--- RECORDS FOR THE TASK Enclosed Below ---

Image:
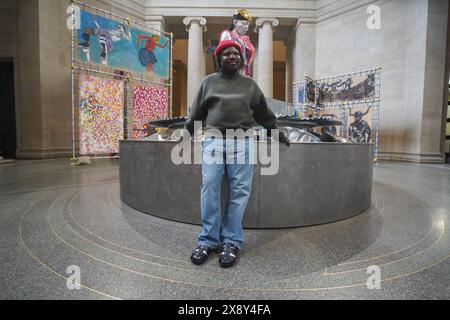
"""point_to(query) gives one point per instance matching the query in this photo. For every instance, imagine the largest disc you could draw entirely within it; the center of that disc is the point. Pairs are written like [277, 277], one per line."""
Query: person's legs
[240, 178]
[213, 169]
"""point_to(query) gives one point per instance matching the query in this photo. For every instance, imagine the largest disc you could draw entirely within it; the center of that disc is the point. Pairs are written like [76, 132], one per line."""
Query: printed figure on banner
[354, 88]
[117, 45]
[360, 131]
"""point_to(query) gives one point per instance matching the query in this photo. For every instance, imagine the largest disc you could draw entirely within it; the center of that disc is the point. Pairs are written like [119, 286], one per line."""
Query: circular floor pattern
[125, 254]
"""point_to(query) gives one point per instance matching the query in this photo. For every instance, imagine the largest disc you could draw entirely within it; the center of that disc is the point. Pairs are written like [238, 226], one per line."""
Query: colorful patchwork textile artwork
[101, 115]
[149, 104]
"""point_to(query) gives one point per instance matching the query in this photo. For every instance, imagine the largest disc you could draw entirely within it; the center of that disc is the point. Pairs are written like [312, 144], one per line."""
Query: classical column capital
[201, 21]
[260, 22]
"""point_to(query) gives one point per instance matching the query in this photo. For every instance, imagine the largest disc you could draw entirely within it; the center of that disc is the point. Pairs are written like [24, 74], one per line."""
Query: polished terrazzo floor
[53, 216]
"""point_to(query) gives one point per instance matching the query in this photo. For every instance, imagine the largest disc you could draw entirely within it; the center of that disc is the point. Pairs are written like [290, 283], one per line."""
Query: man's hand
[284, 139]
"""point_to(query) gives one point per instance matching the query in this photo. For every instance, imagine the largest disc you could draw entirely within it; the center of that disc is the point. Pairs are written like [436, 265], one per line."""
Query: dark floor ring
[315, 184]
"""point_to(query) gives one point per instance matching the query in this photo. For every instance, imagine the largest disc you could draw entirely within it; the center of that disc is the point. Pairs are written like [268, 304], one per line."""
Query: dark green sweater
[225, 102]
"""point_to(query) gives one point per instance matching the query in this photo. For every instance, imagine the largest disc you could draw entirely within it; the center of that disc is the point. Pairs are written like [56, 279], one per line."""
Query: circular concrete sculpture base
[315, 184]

--- End of Enclosed RECORDS FOR THE TASK ---

*EXERCISE:* Omit the pictures, then print the rest of the listing above exactly.

*EXPECTED ANSWER:*
Image:
"""point_to(query) gives one point per instance matching the query in this photo. For every instance, imagine the largest disc you could draw entirely within it; the center of that disc is the point. Pairs are written like [277, 277], one per line."""
Query: person's legs
[240, 178]
[213, 169]
"""point_to(query) gives one point per instance matching the query in this photo. For every instance, imagine the largest disc you could draw entirely within it; the center of that disc is the point. Pairs are written like [76, 132], one per line."""
Query: printed figure on banner
[354, 88]
[117, 45]
[360, 131]
"""point_to(query) gives one point per instance matching the query in this photo. For every instance, imagine the largest disc you could draw entirely within it; the center of that disc is the point. Pairs are written like [119, 286], one per line."""
Query: circular floor pattern
[125, 254]
"""point_to(query) gives one point per instance matching the query in this photo. For every instance, imagine the largest disc you could draw entirely within it; the center of that disc is the point. Pairs are written like [238, 226], one per line."""
Query: colorful patchwork textile artwork
[101, 115]
[149, 104]
"""point_to(query) gives one point per instance matching the query in this photo. For every instance, imagine the largest disc you could draw entirely within it; the center of that disc is the point. Pairs are written like [312, 144], one per line."""
Query: classical column capital
[201, 21]
[260, 22]
"""point_to(query) gives one point per instance matching the query in this photo. For every instance, imagine the largest disc you could draw entirely within it; the center of that disc is the point. Pairs are written like [24, 74], one per line."""
Query: polished terrazzo floor
[53, 216]
"""point_to(query) gives one point per instance matching the query in this photo. For every instance, imagine the largest disc you could draw entirely within it; the center of that disc is the point. Pairs are written like [290, 283], one per line."""
Query: man's hand
[284, 139]
"""point_to(query) gives one point per instance matching the query in this photo. For every instance, imagine the largest disc you could draw entirely within it; the center of that disc is the point. Pairs are written like [436, 265], one per line."""
Query: dark floor ring
[315, 184]
"""point_to(query) gives one point per instance matching the query in this photo. For every instance, imagine the largest disc you could draw entirely within it; the center of that disc is the point. Pairs are written like [268, 304], one per line."""
Query: dark green sweater
[225, 102]
"""point_to(query) gives one point per instance matching the query in this photo. For every instance, imagine the largest disc you could draw entirely within it; the center of that disc is the point. Pairs are written like [56, 279], one per line."""
Query: circular concrete sculpture base
[315, 184]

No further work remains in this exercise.